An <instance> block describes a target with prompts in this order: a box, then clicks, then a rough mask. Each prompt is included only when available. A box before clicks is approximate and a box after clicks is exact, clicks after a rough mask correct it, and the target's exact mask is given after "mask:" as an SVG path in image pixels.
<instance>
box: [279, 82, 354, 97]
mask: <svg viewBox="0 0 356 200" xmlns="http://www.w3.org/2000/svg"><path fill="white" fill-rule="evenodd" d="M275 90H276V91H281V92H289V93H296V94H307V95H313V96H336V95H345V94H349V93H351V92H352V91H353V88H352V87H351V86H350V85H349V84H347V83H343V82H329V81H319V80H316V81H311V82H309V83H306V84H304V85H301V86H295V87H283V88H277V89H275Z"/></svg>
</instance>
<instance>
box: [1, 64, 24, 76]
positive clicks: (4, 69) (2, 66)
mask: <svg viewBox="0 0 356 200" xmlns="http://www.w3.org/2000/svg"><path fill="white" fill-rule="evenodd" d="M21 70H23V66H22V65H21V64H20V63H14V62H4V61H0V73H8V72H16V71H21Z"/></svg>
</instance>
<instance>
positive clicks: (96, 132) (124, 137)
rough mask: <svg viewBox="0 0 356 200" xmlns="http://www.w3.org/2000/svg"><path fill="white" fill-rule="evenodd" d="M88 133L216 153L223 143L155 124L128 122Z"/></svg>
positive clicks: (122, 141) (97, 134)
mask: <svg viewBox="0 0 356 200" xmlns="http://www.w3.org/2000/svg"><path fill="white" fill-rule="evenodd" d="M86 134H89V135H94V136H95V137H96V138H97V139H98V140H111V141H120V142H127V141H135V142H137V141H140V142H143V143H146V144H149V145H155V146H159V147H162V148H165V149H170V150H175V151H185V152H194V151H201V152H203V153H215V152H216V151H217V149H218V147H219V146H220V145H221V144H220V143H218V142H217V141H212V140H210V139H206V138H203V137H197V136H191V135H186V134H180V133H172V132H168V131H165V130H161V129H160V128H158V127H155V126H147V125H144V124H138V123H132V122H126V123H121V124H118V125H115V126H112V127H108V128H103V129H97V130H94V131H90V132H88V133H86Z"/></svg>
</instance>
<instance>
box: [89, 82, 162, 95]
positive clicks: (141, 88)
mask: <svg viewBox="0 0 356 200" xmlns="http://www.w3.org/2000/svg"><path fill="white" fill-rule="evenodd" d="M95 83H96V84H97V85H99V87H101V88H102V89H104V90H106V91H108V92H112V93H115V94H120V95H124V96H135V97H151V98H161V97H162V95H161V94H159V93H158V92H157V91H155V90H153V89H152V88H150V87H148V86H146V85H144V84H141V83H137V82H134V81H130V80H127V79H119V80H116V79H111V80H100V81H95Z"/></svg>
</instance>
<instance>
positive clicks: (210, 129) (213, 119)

▸ **TASK INSTRUCTIONS**
Return all the data above, unaltered and complete.

▸ **WRITTEN RESPONSE**
An <instance> block describes a target with prompts in this order: a box, then clicks, then a rough mask. Each prompt is included only when available. A box before clicks is approximate and a box after clicks is exact, clicks after a rough mask correct it, and the target's exact mask is given after "mask:" as an SVG path in image pixels.
<instance>
box: [279, 82, 354, 97]
mask: <svg viewBox="0 0 356 200" xmlns="http://www.w3.org/2000/svg"><path fill="white" fill-rule="evenodd" d="M275 90H276V91H281V92H289V93H296V94H307V95H313V96H336V95H345V94H349V93H351V92H352V91H353V88H352V87H351V86H350V85H349V84H347V83H343V82H329V81H319V80H316V81H311V82H309V83H306V84H304V85H301V86H295V87H283V88H277V89H275Z"/></svg>
</instance>
<instance>
box: [1, 64, 24, 76]
positive clicks: (4, 69) (2, 66)
mask: <svg viewBox="0 0 356 200" xmlns="http://www.w3.org/2000/svg"><path fill="white" fill-rule="evenodd" d="M21 70H23V66H22V65H21V64H20V63H14V62H4V61H0V73H8V72H16V71H21Z"/></svg>
</instance>
<instance>
positive clicks: (96, 132) (124, 137)
rough mask: <svg viewBox="0 0 356 200" xmlns="http://www.w3.org/2000/svg"><path fill="white" fill-rule="evenodd" d="M88 133L216 153L223 143L155 124L128 122Z"/></svg>
positive clicks: (122, 141) (97, 134)
mask: <svg viewBox="0 0 356 200" xmlns="http://www.w3.org/2000/svg"><path fill="white" fill-rule="evenodd" d="M86 134H89V135H94V136H95V137H96V138H97V139H98V140H111V141H120V142H127V141H135V142H137V141H140V142H143V143H146V144H149V145H155V146H159V147H162V148H165V149H170V150H175V151H185V152H194V151H201V152H203V153H215V152H216V151H217V149H218V147H219V146H220V145H221V144H220V143H218V142H217V141H212V140H210V139H206V138H203V137H197V136H191V135H186V134H180V133H172V132H168V131H165V130H161V129H160V128H158V127H155V126H147V125H144V124H138V123H132V122H126V123H121V124H118V125H115V126H112V127H108V128H103V129H97V130H94V131H90V132H88V133H86Z"/></svg>
</instance>
<instance>
box: [89, 82, 162, 95]
positive clicks: (141, 88)
mask: <svg viewBox="0 0 356 200" xmlns="http://www.w3.org/2000/svg"><path fill="white" fill-rule="evenodd" d="M95 83H96V84H97V85H99V87H101V88H102V89H104V90H106V91H108V92H112V93H115V94H120V95H124V96H135V97H151V98H161V97H162V95H161V94H159V93H158V92H157V91H155V90H153V89H152V88H150V87H148V86H146V85H144V84H141V83H137V82H134V81H130V80H127V79H119V80H116V79H111V80H100V81H95Z"/></svg>
</instance>
<instance>
positive clicks: (210, 129) (213, 119)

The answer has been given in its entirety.